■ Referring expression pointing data

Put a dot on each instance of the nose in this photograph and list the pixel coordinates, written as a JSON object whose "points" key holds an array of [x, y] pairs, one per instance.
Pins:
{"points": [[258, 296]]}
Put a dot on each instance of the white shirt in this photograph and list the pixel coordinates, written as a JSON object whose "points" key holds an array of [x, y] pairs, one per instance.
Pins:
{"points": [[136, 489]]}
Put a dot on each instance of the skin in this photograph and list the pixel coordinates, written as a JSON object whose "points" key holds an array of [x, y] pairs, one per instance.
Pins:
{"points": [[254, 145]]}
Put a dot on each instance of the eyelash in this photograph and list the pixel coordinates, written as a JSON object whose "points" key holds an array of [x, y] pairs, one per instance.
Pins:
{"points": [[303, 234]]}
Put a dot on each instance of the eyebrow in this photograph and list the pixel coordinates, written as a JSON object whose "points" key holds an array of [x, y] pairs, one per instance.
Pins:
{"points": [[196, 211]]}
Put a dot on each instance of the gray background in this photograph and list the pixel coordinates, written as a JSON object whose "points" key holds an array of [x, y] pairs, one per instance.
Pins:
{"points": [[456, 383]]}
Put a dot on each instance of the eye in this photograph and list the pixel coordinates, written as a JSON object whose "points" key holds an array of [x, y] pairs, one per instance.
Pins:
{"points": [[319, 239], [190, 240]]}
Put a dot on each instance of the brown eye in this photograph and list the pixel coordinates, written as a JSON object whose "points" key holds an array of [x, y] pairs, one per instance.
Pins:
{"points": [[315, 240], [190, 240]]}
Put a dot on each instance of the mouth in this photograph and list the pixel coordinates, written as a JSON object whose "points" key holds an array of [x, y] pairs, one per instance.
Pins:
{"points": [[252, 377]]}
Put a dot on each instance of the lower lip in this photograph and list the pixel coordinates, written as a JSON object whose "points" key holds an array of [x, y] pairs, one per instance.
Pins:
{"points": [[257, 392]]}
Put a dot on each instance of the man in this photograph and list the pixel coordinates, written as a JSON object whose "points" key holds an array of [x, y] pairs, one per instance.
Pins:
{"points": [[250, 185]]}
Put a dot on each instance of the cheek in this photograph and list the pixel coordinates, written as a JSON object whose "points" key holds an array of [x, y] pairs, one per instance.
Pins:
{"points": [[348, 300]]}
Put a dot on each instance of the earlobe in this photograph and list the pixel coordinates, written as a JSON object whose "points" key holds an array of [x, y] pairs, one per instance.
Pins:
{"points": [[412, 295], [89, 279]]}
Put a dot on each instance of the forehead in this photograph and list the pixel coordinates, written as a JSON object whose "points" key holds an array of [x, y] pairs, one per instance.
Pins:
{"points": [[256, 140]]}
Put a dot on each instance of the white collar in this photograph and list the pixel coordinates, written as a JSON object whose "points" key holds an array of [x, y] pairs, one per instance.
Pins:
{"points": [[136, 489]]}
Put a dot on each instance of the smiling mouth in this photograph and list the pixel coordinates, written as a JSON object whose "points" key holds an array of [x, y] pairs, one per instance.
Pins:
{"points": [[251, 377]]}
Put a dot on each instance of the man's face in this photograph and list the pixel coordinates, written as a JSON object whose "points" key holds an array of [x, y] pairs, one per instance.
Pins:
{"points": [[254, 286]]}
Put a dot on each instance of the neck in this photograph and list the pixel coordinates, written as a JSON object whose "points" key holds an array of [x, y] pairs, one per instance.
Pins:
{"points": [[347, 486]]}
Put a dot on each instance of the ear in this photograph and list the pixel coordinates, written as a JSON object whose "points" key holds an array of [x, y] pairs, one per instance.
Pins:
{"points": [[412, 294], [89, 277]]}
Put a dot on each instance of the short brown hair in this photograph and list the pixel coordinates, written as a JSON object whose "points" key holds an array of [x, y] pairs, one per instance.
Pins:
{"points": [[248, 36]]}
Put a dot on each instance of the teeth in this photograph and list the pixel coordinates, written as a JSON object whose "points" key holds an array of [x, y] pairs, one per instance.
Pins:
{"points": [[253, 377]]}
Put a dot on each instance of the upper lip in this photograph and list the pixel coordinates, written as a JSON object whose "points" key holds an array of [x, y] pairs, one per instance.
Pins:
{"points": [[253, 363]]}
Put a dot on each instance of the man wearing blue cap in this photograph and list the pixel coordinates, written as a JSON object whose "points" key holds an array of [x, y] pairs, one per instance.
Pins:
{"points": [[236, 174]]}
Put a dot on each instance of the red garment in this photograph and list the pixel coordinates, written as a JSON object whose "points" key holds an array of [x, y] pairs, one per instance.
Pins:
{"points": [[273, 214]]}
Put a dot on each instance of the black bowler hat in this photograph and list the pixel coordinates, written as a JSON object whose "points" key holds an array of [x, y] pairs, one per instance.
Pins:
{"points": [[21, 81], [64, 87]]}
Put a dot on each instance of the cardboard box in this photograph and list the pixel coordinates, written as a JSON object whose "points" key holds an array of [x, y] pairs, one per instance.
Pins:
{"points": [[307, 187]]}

■ Work task
The result is a copy of every line above where the word "white" shows up.

■ Answer area
Put a dot on each instance of the white shirt in this photograph and list the pixel coordinates, written as a JSON object whose "points" key holds an array of [x, y] pairs, one per instance.
Put a dot on each instance of the white collar in this photograph and list the pixel coordinates, written as a JSON object whose "points" key holds an array of [x, y] pairs, one per instance.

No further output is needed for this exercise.